### What you are asked to do
Can you print every record below exactly as written?

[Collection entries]
● ● ● ● ● ● ●

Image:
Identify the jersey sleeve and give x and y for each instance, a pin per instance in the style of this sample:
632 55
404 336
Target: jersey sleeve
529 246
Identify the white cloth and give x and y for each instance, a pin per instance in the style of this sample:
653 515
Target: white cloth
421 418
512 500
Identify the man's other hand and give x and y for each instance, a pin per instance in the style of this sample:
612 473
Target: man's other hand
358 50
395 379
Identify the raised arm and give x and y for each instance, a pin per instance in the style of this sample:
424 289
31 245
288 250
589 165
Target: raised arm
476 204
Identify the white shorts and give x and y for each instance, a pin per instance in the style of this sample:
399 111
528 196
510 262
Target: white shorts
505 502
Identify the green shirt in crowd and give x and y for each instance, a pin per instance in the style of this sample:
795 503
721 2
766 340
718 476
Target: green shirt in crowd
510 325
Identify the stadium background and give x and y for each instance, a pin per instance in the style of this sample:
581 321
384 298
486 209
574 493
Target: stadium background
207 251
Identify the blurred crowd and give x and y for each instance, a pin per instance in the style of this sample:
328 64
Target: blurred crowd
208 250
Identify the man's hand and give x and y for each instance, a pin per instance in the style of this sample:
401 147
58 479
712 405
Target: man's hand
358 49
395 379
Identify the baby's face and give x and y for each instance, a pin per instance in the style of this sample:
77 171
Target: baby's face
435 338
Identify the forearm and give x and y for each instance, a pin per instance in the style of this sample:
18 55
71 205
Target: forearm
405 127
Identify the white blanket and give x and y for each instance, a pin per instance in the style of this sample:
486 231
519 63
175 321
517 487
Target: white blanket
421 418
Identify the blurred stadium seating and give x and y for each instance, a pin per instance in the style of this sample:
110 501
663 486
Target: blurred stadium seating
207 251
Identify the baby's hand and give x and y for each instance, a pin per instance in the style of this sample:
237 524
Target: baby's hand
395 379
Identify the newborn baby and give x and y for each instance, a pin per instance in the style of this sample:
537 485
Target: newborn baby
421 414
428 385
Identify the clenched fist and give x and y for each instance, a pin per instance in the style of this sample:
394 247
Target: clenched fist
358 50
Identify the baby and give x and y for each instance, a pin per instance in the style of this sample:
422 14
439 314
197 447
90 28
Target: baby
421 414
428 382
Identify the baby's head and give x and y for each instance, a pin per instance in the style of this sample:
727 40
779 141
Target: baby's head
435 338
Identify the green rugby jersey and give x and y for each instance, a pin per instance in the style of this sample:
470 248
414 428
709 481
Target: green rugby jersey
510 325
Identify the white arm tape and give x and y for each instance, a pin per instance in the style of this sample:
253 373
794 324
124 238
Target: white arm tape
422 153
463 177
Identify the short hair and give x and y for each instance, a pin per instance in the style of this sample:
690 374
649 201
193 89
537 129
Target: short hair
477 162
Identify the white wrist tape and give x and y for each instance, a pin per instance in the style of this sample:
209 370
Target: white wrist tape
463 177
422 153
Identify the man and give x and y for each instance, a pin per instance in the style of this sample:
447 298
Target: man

● ● ● ● ● ● ●

### Result of this exercise
Image:
Identify the jersey sleeve and give x and y for each instance, a pin per instance in the style of this sample:
632 55
404 336
Target: jersey sleeve
529 246
Identify the white cloth and give x and y for each instance, a pin per instance in the style of this sample:
653 515
Target: white cloth
421 418
512 500
Identify the man's other hand and give x and y for each instance, a pin per instance in the style of this sample:
612 473
Target: man's other hand
358 50
395 379
Identify the raised arm and give x and y for each instance, a pin per instance in the style of this sample:
424 289
31 245
288 250
589 165
Target: raised arm
476 204
Identify the white shorts and give x and y for each instance, a pin per instance in the style of this sample:
399 111
528 196
510 262
Target: white shorts
505 502
Identify the green shirt in crowd and give x and y for each instance, a pin per instance in the style of this sample:
795 503
721 2
766 340
718 476
Target: green shirt in crowd
510 325
Identify the stadium background and give x and y for each instance, a pin per instance in the style of this sample:
581 321
384 298
486 209
574 493
Target: stadium background
207 251
Identify the blurred crowd and give x and y for each instance, a pin per instance in the style of this sample:
328 64
Target: blurred crowd
208 250
Identify the man's hand and give x and y for each instance, a pin per instance in the style of this sample:
401 147
58 479
712 405
Target: man's hand
358 49
395 379
Identify the baby's face and give x and y for each instance, a pin per instance in the style of this sample:
77 171
Target: baby's face
435 338
Identify the forearm and give x and y for each instance, a pin per instance in the style of this sample:
18 55
71 205
Target: forearm
405 127
Identify the white blanket and give x and y for each instance, a pin per instance in the style of this sample:
486 231
519 63
175 321
517 487
Target: white blanket
421 418
Identify the blurred stadium seating and give x and y for each instance, a pin per instance in the style of this sample:
110 501
663 486
Target: blurred stadium seating
207 251
Identify the baby's hand and give x and y for each instance, a pin per instance in the style of this sample:
237 524
Target: baby's hand
395 379
Identify the newborn baby and give x and y for each instance, a pin per instance in the style of this sample:
537 485
Target: newborn baby
421 414
428 385
Identify the clenched fist and give x and y for each instance, a pin per instance in the style of this sample:
394 247
Target: clenched fist
358 50
Identify the baby and give x and y for each instance, a pin per instance in the style of this sample:
422 14
439 314
197 447
90 28
Target: baby
421 414
428 382
Identify the baby's head and give x and y for each instance, a pin per instance in the style of this sample:
727 40
779 141
Target: baby's head
435 338
Identify the green rugby jersey and give x and y for each instance, a pin per instance in the style of this sample:
470 248
414 428
709 481
Target: green rugby jersey
510 325
Identify the white arm tape and give x and y for each instance, a pin per instance in the style of this sample:
253 373
794 324
124 238
Target: white arm tape
422 153
463 177
Identify the short hair and give x and y for each instance, a pin per instance in the style of this sample:
690 374
649 201
193 89
537 129
Target: short hair
477 162
Identify the white wrist tape and give x and y for each instance, a pin per instance in the style of this sample:
209 370
Target: white wrist tape
463 177
422 153
Identify the man and give x and y for each instance, a pin per instance in the style of this sample:
447 298
Target: man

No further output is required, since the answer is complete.